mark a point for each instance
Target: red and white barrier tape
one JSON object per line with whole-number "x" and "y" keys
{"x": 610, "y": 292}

──────────

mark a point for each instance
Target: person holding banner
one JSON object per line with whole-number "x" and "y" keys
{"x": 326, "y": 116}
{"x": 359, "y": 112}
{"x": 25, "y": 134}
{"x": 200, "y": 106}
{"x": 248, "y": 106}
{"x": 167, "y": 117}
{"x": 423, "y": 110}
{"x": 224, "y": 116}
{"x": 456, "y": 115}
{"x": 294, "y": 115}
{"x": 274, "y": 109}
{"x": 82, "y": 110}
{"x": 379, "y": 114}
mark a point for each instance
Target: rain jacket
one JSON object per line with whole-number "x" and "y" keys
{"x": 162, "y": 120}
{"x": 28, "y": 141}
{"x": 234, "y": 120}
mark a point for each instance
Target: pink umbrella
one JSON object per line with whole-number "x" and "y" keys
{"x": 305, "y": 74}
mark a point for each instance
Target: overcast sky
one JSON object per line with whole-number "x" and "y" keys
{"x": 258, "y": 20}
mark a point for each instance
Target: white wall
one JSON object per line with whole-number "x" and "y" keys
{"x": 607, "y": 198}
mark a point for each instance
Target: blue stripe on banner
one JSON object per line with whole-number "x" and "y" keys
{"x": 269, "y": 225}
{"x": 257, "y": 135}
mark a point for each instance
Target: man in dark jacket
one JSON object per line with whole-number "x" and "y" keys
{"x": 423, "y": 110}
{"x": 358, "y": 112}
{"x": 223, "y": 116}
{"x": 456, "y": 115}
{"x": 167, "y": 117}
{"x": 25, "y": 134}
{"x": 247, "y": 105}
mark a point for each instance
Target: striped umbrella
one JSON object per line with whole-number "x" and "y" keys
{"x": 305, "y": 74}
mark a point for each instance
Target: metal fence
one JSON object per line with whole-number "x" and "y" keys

──────────

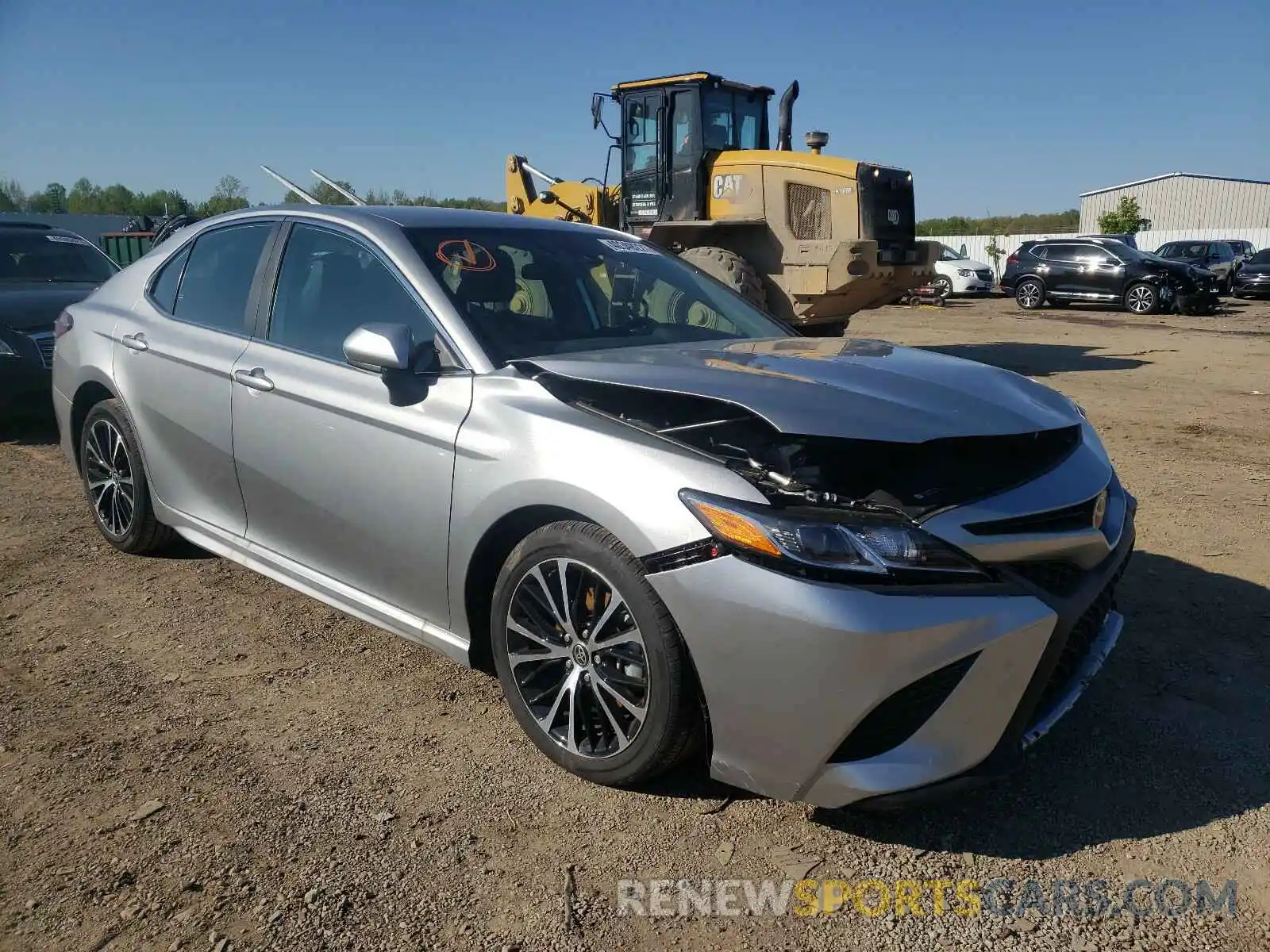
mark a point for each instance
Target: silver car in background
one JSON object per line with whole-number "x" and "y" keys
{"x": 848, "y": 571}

──────────

▸ Required work
Using the records above, find and show each line with the string "Target".

▸ Output
Target: red and white barrier tape
Target: person holding banner
Target: rain jacket
Target: pink umbrella
Target: overcast sky
Target: white wall
Target: blue stripe on banner
Target: man in dark jacket
Target: striped umbrella
Target: metal fence
Target: silver car in background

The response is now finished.